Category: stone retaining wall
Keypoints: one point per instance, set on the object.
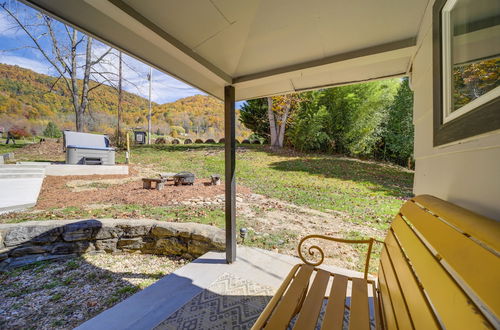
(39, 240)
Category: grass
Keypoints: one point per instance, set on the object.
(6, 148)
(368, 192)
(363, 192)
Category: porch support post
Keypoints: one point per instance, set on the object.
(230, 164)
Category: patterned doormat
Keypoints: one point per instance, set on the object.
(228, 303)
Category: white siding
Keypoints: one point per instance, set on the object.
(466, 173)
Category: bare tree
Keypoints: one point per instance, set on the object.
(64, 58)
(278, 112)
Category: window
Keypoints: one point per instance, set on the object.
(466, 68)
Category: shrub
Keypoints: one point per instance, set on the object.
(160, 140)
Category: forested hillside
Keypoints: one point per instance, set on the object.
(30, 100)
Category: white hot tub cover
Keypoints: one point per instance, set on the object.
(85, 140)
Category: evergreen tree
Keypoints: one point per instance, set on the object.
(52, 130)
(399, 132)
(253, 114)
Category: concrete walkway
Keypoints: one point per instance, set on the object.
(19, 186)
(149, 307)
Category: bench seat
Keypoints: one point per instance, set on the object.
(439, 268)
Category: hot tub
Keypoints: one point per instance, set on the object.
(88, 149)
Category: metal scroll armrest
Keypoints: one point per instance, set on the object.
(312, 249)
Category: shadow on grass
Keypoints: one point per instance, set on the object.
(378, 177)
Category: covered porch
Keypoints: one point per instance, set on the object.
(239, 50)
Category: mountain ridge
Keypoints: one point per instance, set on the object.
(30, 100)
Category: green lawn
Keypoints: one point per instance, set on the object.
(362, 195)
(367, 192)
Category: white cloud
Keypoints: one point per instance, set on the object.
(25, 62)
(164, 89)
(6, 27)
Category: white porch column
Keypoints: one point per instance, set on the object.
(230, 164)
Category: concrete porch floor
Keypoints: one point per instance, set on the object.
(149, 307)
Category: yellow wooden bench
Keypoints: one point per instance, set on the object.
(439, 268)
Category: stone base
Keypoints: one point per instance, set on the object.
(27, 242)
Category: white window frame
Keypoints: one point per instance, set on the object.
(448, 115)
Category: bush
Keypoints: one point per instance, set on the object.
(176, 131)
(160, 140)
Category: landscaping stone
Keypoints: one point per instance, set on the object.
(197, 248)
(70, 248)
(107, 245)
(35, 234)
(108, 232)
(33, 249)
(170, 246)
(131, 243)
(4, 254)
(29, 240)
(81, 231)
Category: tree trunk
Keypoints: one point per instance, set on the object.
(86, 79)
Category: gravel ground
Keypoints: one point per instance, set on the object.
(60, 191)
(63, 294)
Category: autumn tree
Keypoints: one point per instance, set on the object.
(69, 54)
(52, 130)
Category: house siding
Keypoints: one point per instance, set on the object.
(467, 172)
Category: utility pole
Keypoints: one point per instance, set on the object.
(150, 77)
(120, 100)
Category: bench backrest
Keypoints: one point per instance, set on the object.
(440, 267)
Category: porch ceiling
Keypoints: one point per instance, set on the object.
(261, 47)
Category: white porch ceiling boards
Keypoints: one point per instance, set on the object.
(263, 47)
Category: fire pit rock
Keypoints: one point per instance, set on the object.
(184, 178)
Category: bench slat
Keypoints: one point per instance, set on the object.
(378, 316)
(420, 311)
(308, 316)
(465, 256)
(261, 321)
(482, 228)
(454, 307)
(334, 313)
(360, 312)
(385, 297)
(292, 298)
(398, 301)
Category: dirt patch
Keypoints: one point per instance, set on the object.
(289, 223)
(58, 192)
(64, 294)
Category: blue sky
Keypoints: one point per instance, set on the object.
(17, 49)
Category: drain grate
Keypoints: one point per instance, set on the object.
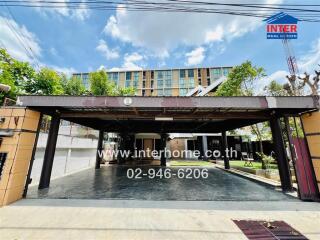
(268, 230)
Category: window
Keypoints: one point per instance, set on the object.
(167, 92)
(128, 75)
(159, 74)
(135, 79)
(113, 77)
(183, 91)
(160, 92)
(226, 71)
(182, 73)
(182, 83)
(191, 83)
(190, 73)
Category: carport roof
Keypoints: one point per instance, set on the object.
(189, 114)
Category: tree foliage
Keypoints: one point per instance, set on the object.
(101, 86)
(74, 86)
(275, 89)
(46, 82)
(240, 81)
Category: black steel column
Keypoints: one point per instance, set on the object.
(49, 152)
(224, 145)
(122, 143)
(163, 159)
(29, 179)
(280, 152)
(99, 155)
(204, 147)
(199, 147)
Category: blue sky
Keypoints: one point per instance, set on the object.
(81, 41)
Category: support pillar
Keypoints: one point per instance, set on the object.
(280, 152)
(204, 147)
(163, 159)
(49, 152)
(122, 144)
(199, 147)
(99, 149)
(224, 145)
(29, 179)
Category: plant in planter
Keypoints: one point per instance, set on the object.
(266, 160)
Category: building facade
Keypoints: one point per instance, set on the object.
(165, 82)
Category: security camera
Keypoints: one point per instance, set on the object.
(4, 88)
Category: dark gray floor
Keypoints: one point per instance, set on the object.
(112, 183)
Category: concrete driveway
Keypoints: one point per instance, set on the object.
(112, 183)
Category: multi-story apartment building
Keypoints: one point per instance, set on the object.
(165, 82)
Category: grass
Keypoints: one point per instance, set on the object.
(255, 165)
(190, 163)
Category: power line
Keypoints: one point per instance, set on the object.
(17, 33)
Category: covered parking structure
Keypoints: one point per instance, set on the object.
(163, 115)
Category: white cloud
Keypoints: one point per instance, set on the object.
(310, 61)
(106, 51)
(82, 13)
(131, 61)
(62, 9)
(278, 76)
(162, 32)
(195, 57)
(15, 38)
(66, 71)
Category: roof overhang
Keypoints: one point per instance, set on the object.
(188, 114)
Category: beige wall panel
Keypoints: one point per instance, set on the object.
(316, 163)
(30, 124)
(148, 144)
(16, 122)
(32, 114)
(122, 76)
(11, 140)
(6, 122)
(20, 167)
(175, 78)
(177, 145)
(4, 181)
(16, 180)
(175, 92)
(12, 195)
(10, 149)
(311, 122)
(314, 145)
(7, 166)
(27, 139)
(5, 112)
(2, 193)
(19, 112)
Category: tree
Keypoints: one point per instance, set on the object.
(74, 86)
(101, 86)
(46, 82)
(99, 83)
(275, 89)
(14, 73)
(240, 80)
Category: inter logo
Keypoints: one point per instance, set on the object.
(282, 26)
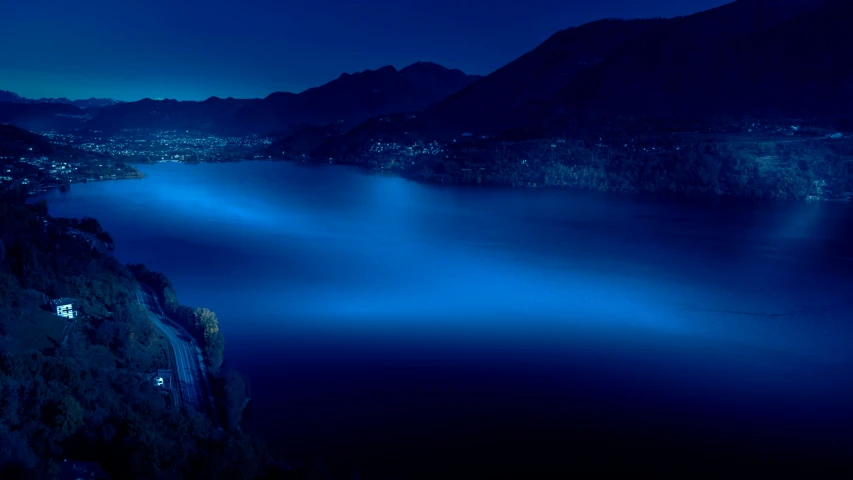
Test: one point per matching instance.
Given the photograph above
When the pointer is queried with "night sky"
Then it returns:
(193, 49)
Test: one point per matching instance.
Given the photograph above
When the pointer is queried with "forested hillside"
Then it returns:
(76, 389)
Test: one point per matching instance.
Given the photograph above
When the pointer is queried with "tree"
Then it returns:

■ **Try it**
Write out the records shown above exactly, but do not include any images.

■ **Exercise response**
Category: stone retaining wall
Keypoints: one point per instance, set on the object.
(39, 240)
Category: grass
Keypoints: one point per instance, set on the object.
(6, 148)
(368, 192)
(363, 192)
Category: porch support post
Keypoints: one point per instance, set on the object.
(230, 164)
Category: patterned doormat
Keypoints: one point per instance, set on the object.
(228, 303)
Category: white siding
Keypoints: one point per instance, set on the object.
(466, 173)
Category: bare tree
Keypoints: one point per instance, set on the object.
(64, 58)
(278, 112)
Category: window
Keypoints: one point per instance, set on the object.
(466, 68)
Category: shrub
Keypoints: one point per instance, set on the object.
(160, 140)
Category: forested hillside
Keypoints: one point per instance, set on the object.
(30, 100)
Category: white hot tub cover
Keypoints: one point per instance, set on the object.
(85, 140)
Category: evergreen tree
Keypoints: one point per instance, set on the object.
(52, 130)
(399, 132)
(253, 114)
Category: concrete walkway
Keypoints: one point per instance, set on the object.
(19, 186)
(149, 307)
Category: bench seat
Keypoints: one point per instance, set on the object.
(439, 268)
Category: hot tub
Keypoints: one point per instance, set on the object.
(88, 149)
Category: metal scroll armrest
Keypoints: one point per instance, set on the object.
(312, 249)
Category: shadow on grass
Keypoints: one point per instance, set on the object.
(378, 177)
Category: covered porch
Keypoints: one point per instance, set on the object.
(239, 50)
Category: mountain ridge
Keypoints: one point per instance, set on the object.
(30, 100)
Category: green lawn
Keypoints: one point per instance, set on the object.
(362, 195)
(367, 192)
Category: white cloud
Keypoints: one point per instance, set on the object.
(25, 62)
(164, 89)
(6, 27)
Category: white porch column
Keypoints: one point per instance, set on the object.
(230, 164)
Category: concrete porch floor
Keypoints: one point per instance, set on the object.
(149, 307)
Category: yellow wooden bench
Keypoints: one point per instance, set on the object.
(439, 268)
Category: stone base
Keypoints: one point per instance, set on the object.
(27, 242)
Category: white window frame
Keypoints: one point per instance, set on the object.
(448, 115)
Category: bush
Keypoints: one point per instance, set on the object.
(176, 131)
(160, 140)
Category: landscaping stone
Keypoints: one point per instance, set on the object.
(197, 248)
(70, 248)
(107, 245)
(35, 234)
(108, 232)
(33, 249)
(170, 246)
(131, 243)
(4, 254)
(29, 240)
(81, 231)
Category: tree trunk
Keypoints: one point per instance, set on the object.
(86, 79)
Category: gravel ground
Keypoints: one point per instance, set on the object.
(60, 191)
(63, 294)
Category: autumn tree
Keypoints: one point per instance, set on the object.
(69, 54)
(52, 130)
Category: house siding
Keypoints: one point per instance, set on the object.
(467, 172)
Category: utility pole
Keypoints: one point per instance, set on the object.
(150, 77)
(120, 100)
Category: bench backrest
Keypoints: one point per instance, set on the object.
(440, 267)
Category: porch ceiling
Keypoints: one point per instance, set on the object.
(261, 47)
Category: white porch ceiling boards
Keypoints: one point per instance, set on the object.
(263, 47)
Category: fire pit rock
Keypoints: one point per instance, set on the object.
(184, 178)
Category: bench slat
Keypoints: one point per instance, set on the object.
(378, 316)
(420, 311)
(308, 316)
(465, 256)
(261, 321)
(482, 228)
(454, 307)
(334, 313)
(360, 312)
(385, 297)
(292, 298)
(398, 301)
Category: dirt patch
Keypoints: one point per instance, set on the object.
(289, 223)
(58, 192)
(64, 294)
Category: blue sky
Keypoints: one point per instance, set on the object.
(17, 49)
Category: drain grate
Keypoints: one point per instance, set on the object.
(268, 230)
Category: window
Keypoints: one point per instance, set on the object.
(167, 92)
(128, 75)
(159, 74)
(135, 79)
(113, 77)
(183, 91)
(160, 92)
(226, 71)
(182, 73)
(182, 83)
(191, 83)
(190, 73)
Category: carport roof
Keypoints: one point per instance, set on the object.
(189, 114)
Category: tree foliage
Keypoints: one point per instance, set on the object.
(101, 86)
(74, 86)
(275, 89)
(46, 82)
(240, 81)
Category: black steel column
Keypoints: one point per instance, set on the object.
(49, 152)
(224, 145)
(122, 143)
(163, 159)
(29, 179)
(280, 152)
(99, 155)
(204, 147)
(199, 147)
Category: blue sky
Keypoints: one point per instance, set on the object.
(81, 41)
Category: support pillar
Keypoints: one point per instance, set on the object.
(280, 152)
(204, 147)
(163, 159)
(49, 152)
(122, 144)
(199, 147)
(99, 149)
(224, 145)
(29, 179)
Category: plant in planter
Keypoints: one point per instance, set on the object.
(266, 160)
Category: building facade
Keypoints: one point per instance, set on the object.
(165, 82)
Category: security camera
Keypoints: one point per instance, set on the object.
(4, 88)
Category: dark gray floor
Keypoints: one point per instance, set on the object.
(112, 183)
Category: concrete driveway
Keypoints: one point per instance, set on the object.
(112, 183)
Category: multi-story apartment building
Keypoints: one point per instance, set on the object.
(165, 82)
Category: grass
Keypoints: one point per instance, set on the object.
(255, 165)
(190, 163)
Category: power line
Keypoints: one point per instance, set on the object.
(17, 33)
Category: covered parking structure
Keypoints: one point per instance, set on the object.
(163, 115)
Category: white cloud
Keypoints: one point per instance, set on the object.
(310, 61)
(106, 51)
(82, 13)
(131, 61)
(62, 9)
(278, 76)
(162, 32)
(195, 57)
(15, 38)
(66, 71)
Category: roof overhang
Keypoints: one point per instance, set on the object.
(188, 114)
Category: beige wall panel
Keypoints: one point per instance, set on the object.
(316, 163)
(30, 124)
(148, 144)
(16, 122)
(32, 114)
(122, 76)
(11, 140)
(6, 122)
(20, 167)
(175, 78)
(177, 145)
(4, 181)
(16, 180)
(175, 92)
(12, 195)
(10, 149)
(311, 122)
(314, 145)
(7, 166)
(27, 139)
(5, 112)
(2, 193)
(19, 112)
Category: tree
Keypoints: one point per instance, set on the object.
(74, 86)
(101, 86)
(46, 82)
(99, 83)
(275, 89)
(14, 73)
(240, 80)
Category: inter logo
Keypoints: one point per instance, set on the object.
(282, 26)
Test: one point per matching instance.
Given the photograph above
When the pointer is queried with "night sky"
Then it returns:
(193, 49)
Test: one point per matching instance.
Given the photograph above
When the pointer is queried with "forested hillside"
Then it returns:
(76, 389)
Test: one point per matching instance.
Given the photograph above
When the pointer is queried with "tree"
Then it returns:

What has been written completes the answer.